PAGE EXCERPT:

Given $log_b(M±N)$, multiply $N$ by $M/M$ $$\log_b \Big(M \pm \frac{M}{M}·N \Big)$$ Factor $$\log_b \Big(M· \Big( 1 \pm \frac{N}{M} \Big) \Big)$$ Apply the product rule

Let $c=\log_bx$ so that $b^c=x$, then take the logarithm of base $a$ $$\log_a b^c=\log_a x$$ Apply the power rule $$c·\log_a b=\log_a x$$ Solve for $c$ and sutstitute it for its original form

1) Using the change of base rule, substitute $a$ for $x$

2) Using the change of base rule, substitute $c^n$ for $b$ and $c$ for $a$

3) Take the logarithm $b$ of the given formula and apply the power rule

Let $a=log_{1/b} x$ so that $x=b^{–a}$, then take the logarithm of base $b$ $$\log_b x= \log_b b^{-a}$$ Apply the base inverse property, then negate $$-\log_b x=a$$ The equality $–log_bx=log_bx^{–1}$ can be proven simply with both the power and quotient rules

Use the coordinates for the intercepts in the slope of a line equation, which are interchangeable $$m=\frac{0-y_∘}{x_∘-0}=\frac{y_∘-0}{0-x_∘}=-\frac{y_∘}{x_∘}$$ Substitute it into the slope-intercept equation $$y=y_∘-\frac{y_∘}{x_∘}·x$$ Divide by $y_∘$ and isolate $1$

Two equations that intersect will have the same $(x,y)$ coordinates and different slopes

Parallel lines	$m_1=m_2$
Intercepting lines	$m_1 \ne m_2$
Perpendicular lines	$m_1=-1/m_2$

Two equations may be added to each other. Like variables must be on the same side of the equation. $$\begin{array}{r} -2·x+9·y=5\\ \phantom{-}2·x-5·y=3\\ \overline{\phantom{-3·x+}4·y=8}\\ \end{array}$$ When one variable is solved, its value can be plugged into either of the equations to solve for the other variable. If the solution appears as $0=n$, then the lines are parallel.

RAW DATA:
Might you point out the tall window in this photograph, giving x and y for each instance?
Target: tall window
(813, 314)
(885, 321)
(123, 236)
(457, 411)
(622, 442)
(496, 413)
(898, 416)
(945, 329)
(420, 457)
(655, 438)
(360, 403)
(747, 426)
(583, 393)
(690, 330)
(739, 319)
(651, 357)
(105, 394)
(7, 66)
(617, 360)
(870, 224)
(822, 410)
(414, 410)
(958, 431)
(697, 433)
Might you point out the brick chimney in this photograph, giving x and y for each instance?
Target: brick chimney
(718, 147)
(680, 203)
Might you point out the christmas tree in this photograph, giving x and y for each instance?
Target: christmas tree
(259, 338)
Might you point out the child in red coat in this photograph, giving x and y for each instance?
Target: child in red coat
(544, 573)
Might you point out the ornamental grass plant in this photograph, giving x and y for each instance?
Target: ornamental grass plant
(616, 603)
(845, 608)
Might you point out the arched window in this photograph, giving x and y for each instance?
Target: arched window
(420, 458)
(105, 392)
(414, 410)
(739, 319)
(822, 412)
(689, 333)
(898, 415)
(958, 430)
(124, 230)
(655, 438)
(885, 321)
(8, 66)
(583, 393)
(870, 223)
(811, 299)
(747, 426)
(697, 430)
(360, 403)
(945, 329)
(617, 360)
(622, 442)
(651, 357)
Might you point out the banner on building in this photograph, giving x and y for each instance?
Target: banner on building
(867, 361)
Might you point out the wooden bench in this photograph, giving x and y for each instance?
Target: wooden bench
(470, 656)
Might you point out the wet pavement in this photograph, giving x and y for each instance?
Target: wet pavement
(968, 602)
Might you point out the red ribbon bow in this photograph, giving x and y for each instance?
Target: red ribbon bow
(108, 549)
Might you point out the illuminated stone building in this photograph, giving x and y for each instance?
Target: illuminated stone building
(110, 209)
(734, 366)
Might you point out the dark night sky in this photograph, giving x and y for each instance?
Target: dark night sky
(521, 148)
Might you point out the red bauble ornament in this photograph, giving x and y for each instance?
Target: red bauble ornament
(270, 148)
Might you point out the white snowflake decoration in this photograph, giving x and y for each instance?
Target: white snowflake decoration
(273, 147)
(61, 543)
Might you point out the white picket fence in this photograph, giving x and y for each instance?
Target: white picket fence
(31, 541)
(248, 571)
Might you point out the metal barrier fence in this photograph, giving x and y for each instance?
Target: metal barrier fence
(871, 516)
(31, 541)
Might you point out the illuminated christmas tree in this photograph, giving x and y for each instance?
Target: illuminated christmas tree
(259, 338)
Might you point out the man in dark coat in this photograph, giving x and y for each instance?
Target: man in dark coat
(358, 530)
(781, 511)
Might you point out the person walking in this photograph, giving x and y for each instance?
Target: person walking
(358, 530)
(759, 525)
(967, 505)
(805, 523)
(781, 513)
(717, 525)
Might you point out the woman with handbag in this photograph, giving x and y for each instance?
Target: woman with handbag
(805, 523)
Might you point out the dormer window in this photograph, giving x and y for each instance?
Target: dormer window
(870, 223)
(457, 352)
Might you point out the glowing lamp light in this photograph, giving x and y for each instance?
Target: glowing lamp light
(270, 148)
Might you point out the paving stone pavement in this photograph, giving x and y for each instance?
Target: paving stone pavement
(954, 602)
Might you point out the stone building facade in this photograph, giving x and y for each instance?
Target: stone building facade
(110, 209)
...
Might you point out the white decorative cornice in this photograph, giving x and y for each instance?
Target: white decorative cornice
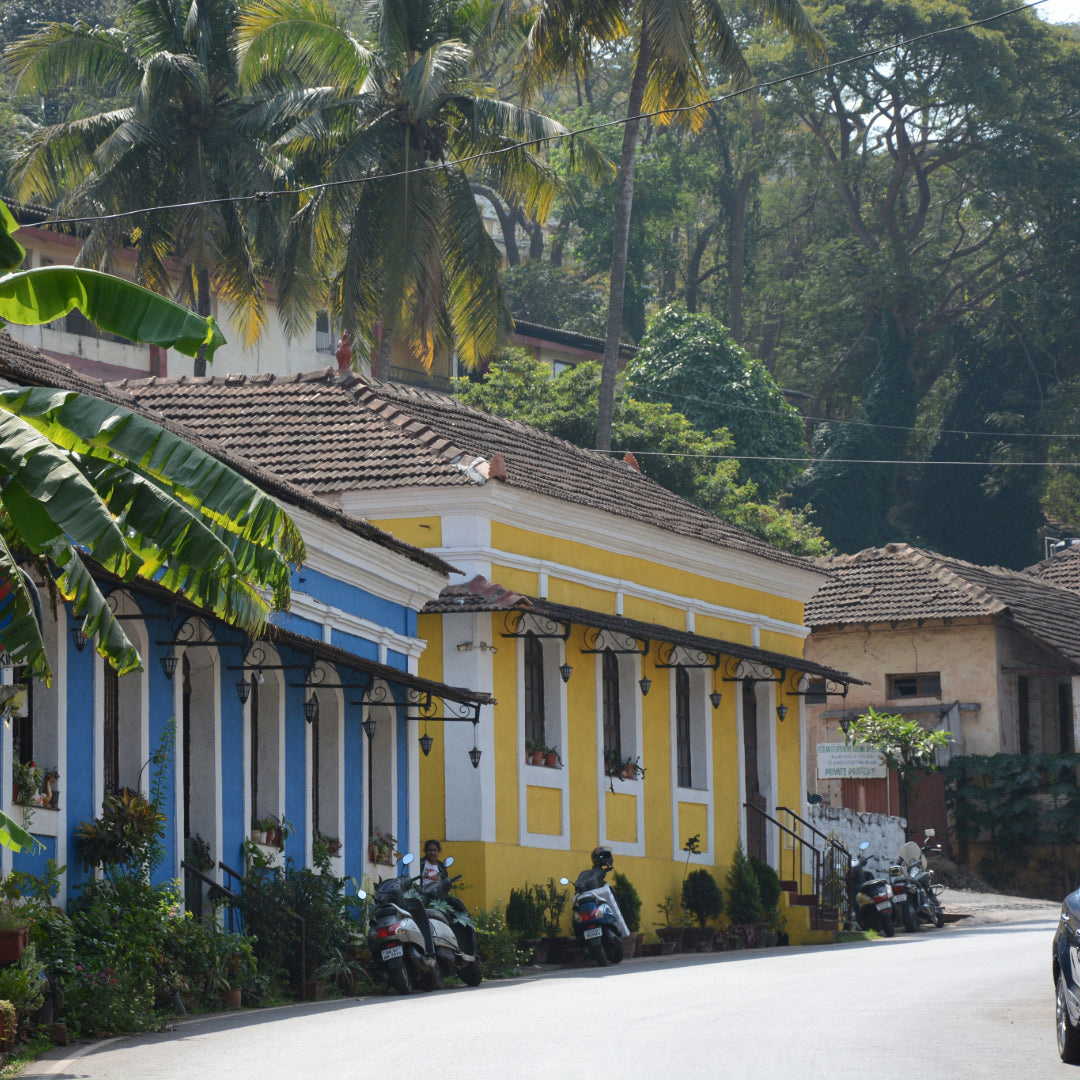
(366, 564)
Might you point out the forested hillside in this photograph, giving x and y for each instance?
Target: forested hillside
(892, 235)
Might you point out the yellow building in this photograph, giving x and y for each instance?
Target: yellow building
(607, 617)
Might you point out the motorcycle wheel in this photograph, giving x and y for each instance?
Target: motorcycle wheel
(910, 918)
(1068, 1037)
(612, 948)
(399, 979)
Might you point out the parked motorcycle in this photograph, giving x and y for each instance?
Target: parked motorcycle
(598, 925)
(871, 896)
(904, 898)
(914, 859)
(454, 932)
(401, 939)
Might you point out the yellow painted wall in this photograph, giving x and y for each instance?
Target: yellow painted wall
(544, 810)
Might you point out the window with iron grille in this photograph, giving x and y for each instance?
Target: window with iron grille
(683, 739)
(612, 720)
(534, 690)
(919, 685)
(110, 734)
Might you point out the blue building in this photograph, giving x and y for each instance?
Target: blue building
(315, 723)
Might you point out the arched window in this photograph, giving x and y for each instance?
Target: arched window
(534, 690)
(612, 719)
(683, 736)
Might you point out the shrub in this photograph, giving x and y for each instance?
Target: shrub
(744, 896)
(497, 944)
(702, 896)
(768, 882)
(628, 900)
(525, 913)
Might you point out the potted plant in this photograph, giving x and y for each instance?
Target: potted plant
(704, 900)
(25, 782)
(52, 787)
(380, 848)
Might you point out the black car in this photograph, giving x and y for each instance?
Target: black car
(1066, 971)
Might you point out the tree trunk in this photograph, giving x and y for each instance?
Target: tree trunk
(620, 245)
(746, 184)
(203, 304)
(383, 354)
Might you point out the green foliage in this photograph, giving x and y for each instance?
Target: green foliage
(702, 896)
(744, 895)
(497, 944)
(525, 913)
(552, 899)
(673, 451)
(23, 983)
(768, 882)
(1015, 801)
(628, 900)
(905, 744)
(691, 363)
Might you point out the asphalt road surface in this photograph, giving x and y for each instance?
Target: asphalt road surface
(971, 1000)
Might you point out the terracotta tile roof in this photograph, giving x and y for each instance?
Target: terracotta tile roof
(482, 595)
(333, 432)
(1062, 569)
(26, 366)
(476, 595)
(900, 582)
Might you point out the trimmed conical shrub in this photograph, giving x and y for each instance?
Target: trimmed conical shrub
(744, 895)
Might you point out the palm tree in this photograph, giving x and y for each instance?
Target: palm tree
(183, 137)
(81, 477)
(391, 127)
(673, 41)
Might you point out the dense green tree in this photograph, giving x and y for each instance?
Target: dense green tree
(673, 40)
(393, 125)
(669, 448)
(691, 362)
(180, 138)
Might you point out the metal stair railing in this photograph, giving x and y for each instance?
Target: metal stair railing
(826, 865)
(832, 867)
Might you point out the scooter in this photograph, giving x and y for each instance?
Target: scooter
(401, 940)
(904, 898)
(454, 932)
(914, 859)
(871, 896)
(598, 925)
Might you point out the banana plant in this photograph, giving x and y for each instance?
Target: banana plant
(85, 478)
...
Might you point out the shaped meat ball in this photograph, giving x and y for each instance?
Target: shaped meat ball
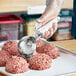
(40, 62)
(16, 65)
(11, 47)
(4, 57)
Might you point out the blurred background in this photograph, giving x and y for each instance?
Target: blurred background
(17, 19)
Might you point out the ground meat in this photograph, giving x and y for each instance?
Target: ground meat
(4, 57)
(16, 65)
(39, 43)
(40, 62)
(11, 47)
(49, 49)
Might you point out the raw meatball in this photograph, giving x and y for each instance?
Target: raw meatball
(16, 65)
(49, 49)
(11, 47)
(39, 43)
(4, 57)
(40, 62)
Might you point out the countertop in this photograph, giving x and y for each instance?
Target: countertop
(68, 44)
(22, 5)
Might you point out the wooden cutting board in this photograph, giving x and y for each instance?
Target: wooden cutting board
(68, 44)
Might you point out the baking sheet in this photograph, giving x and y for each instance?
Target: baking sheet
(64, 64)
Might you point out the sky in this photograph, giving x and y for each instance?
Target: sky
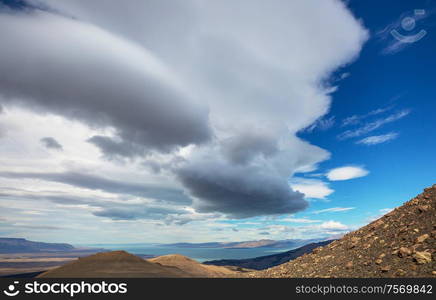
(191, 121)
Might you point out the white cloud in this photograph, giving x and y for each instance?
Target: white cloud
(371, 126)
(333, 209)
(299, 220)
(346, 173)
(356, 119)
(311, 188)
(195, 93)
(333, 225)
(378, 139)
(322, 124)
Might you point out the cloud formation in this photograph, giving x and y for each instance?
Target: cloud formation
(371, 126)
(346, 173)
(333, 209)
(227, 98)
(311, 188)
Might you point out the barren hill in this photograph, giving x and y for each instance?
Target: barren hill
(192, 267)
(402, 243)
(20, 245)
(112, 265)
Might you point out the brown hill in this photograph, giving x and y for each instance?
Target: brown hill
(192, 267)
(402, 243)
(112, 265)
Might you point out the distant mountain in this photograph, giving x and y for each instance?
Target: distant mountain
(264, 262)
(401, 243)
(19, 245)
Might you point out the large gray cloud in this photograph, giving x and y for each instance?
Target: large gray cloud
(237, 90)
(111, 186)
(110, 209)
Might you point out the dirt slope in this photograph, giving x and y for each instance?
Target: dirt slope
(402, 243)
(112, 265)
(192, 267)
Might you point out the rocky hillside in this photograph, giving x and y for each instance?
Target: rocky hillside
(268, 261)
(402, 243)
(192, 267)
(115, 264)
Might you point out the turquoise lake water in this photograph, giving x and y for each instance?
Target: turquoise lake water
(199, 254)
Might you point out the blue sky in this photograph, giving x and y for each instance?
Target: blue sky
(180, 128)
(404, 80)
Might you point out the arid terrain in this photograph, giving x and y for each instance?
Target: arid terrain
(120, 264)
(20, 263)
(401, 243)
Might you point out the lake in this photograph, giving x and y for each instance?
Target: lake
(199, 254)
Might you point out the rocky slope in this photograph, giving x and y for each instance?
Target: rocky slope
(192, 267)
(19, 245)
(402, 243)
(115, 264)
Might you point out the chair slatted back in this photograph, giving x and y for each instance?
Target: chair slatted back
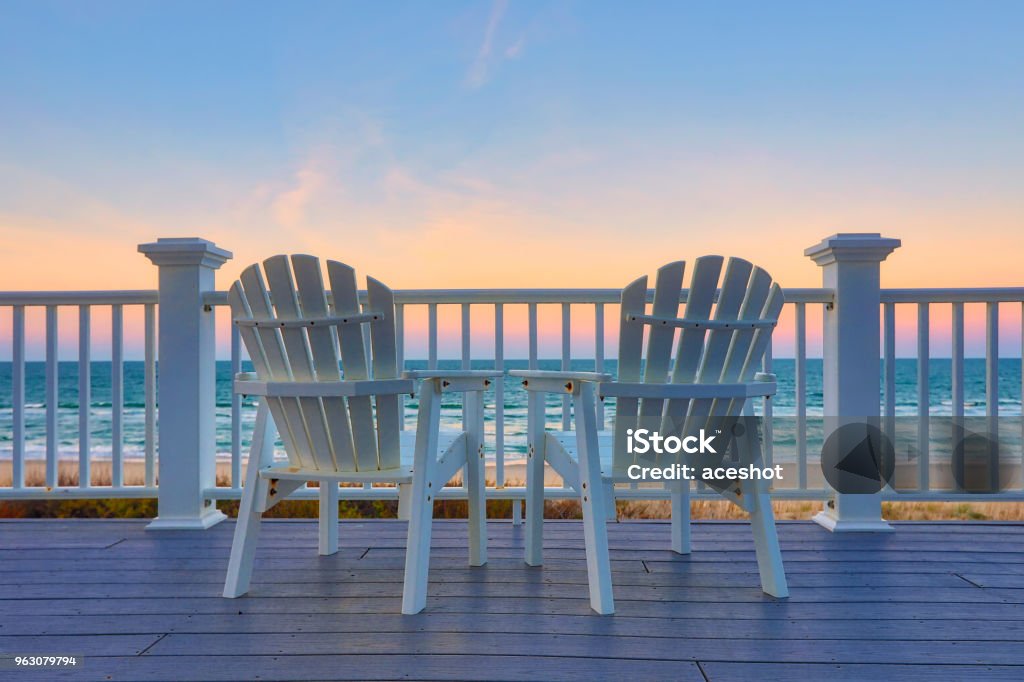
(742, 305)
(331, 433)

TASK REQUIREMENTS:
1. In the math notes, what does a solution of the form 0=n show about two lines?
2. Write out the part of the math notes that begins at the words "Two equations may" and stops after "lines are parallel.".

TASK RESPONSES:
1. It shows that the lines are parallel.

2.
Two equations may be added to each other. Like variables must be on the same side of the equation. $$\begin{array}{r} -2·x+9·y=5\\ \phantom{-}2·x-5·y=3\\ \overline{\phantom{-3·x+}4·y=8}\\ \end{array}$$ When one variable is solved, its value can be plugged into either of the equations to solve for the other variable. If the solution appears as $0=n$, then the lines are parallel.